(Pointing entries for named objects)
◇ ◇ ◇
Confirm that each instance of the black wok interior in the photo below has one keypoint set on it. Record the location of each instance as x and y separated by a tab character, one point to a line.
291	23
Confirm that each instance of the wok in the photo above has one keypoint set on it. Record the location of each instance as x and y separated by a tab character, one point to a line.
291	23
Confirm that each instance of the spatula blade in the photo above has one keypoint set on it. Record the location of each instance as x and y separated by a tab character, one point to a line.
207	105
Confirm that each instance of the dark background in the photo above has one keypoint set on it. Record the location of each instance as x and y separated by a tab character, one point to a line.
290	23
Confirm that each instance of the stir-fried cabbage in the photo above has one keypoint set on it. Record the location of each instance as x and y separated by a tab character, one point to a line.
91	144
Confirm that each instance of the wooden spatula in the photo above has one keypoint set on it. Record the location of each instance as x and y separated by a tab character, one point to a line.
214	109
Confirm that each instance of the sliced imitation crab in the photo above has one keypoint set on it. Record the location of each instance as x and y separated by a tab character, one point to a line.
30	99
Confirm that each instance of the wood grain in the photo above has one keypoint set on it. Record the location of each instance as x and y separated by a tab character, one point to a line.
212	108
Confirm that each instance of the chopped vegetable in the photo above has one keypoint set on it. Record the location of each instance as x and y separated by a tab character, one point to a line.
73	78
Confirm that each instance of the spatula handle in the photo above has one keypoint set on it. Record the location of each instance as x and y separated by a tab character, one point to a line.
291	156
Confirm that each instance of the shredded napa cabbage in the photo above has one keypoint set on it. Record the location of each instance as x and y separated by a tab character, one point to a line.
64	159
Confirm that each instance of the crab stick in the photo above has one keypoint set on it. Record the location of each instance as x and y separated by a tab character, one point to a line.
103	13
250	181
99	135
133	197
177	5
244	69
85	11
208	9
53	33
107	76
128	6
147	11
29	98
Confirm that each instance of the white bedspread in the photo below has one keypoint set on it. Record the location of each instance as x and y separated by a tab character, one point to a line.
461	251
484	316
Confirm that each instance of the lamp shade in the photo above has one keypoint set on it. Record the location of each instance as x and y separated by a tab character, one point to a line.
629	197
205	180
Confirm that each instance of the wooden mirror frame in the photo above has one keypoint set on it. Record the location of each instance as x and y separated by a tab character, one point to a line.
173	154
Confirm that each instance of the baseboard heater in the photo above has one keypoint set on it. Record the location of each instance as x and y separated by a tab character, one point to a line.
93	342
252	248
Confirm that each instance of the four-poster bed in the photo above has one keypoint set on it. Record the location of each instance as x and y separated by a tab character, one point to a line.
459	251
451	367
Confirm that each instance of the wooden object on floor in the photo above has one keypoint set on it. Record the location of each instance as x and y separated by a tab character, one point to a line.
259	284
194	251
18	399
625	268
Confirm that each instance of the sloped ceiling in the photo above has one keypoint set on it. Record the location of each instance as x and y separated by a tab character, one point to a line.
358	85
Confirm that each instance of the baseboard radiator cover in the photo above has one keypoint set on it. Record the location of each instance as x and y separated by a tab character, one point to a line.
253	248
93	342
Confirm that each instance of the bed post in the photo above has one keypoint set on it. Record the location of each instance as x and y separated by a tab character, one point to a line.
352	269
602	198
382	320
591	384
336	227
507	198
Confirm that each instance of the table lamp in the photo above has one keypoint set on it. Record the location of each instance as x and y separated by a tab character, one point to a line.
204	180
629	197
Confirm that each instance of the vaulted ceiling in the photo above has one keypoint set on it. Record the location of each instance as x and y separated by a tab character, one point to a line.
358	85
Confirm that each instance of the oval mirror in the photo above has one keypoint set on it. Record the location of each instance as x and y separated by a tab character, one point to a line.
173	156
◇ ◇ ◇
Written task → Please give all the items above as a JSON list of strings, one string per line, with blank lines left out.

Complete output →
[
  "Confirm that each instance of the black wok interior in the photo below has one keypoint set on it. Record the location of each instance as x and y separated by a tab character, one point to a line.",
  "291\t23",
  "Confirm that each instance of the wok in the photo above has one keypoint set on it. Record the location of each instance as x and y separated by a tab character, one point to a line.",
  "291\t23",
  "Confirm that each instance of the spatula blade in the photo above has one keypoint set on it. Record the location of each instance as x and y separated by a tab character, one point to a line.",
  "207\t105",
  "Confirm that each instance of the dark background in the photo above has one keypoint set on it. Record the location of each instance as x and y separated by a tab character, one point to a line.",
  "290\t23",
  "Confirm that each instance of the stir-fried cabbage in the photo above has one keypoint set on it. Record the location of each instance as x and y separated by a tab character, one point to a line.",
  "91\t144",
  "Confirm that each instance of the wooden spatula in the photo above has one keypoint set on it. Record the location of each instance as x and y separated by a tab character, one point to a line.",
  "214\t109",
  "Confirm that each instance of the sliced imitation crab in the photo above has one keypoint set on it. Record the location of each instance as x and y separated by a tab character, one point to a line.",
  "30\t99",
  "Confirm that each instance of the wood grain in the photo above has one keypoint set on it. Record the location of each instance as x and y separated by a tab character, one point to a line.",
  "212\t108",
  "Confirm that each instance of the chopped vegetable in the photo above has one keypoint set on it. Record the location of each instance as x and y separated by a tab character, one point to a line.",
  "73\t78",
  "Confirm that each instance of the spatula handle in the photo above has one keypoint set on it. Record the location of each instance as x and y separated by a tab character, one point to a line.",
  "291\t156",
  "Confirm that each instance of the shredded napa cabbage in the photo above has one keypoint set on it. Record the location of each instance as x and y separated by a tab character, one point to a line.",
  "64\t159",
  "Confirm that each instance of the crab stick in the photo above has one keypoint set on it. Record the location of each instance as x and y separated by a tab character, one point to a line.",
  "103\t13",
  "250\t181",
  "99\t135",
  "133\t197",
  "177\t5",
  "244\t69",
  "85\t11",
  "208\t9",
  "53\t33",
  "107\t76",
  "128\t6",
  "147\t11",
  "29\t98",
  "Confirm that each instance of the white bedspread in the photo below has one keypoint set on it. Record the location of each instance as x and y separated by a tab character, one point to a line.",
  "461\t251",
  "484\t316",
  "Confirm that each instance of the lamp shade in the photo above has one keypoint set on it. Record the location of each instance as x and y separated by a tab character, one point to a line.",
  "629\t197",
  "205\t180",
  "Confirm that each instance of the wooden mirror frame in the photo above has one keypoint set on it. Record the location of each instance as x and y separated by a tab character, one point to a line.",
  "173\t154",
  "Confirm that each instance of the baseboard heater in the photo above has one keypoint set on it. Record the location of each instance as x and y separated by a tab character, one point to a line.",
  "93\t342",
  "252\t248",
  "Confirm that each instance of the four-poster bed in the photo above has one keypoint set on it. Record the location of each instance as x and y separated by a tab character, one point to a line.",
  "459\t251",
  "451\t367",
  "Confirm that each instance of the wooden object on floor in the photo above has one keypoint set on it. Record the location of each instance as x and y separated by a tab character, one point to a line.",
  "259\t284",
  "194\t251",
  "18\t399",
  "625\t268",
  "Confirm that each instance of the sloped ceiling in the photo above has one keypoint set on it. Record the location of each instance as x and y separated by a tab character, one point to a line.",
  "358\t85",
  "Confirm that each instance of the baseboard radiator cover in the photo above has one keypoint set on it. Record the location of each instance as x and y separated by a tab character, one point to a line.",
  "253\t248",
  "93\t342",
  "Confirm that each instance of the bed post in the photo above has one keypoint set on it. Record the location of each instance as x and y separated by a tab character, one point to a line.",
  "352\t269",
  "602\t198",
  "382\t320",
  "591\t384",
  "336\t227",
  "507\t198",
  "Confirm that each instance of the table lamp in the photo above has one keypoint set on it. Record the location of each instance as x and y separated by a tab character, one point to a line.",
  "204\t180",
  "629\t197",
  "Confirm that each instance of the vaulted ceiling in the photo above has one keypoint set on it. Record the location of each instance as x and y separated by a tab character, one point to a line.",
  "358\t85",
  "Confirm that each instance of the oval mirror in the photo above has one keypoint set on it. Record the location of each instance as x and y separated by a tab character, one point to a line.",
  "173\t156"
]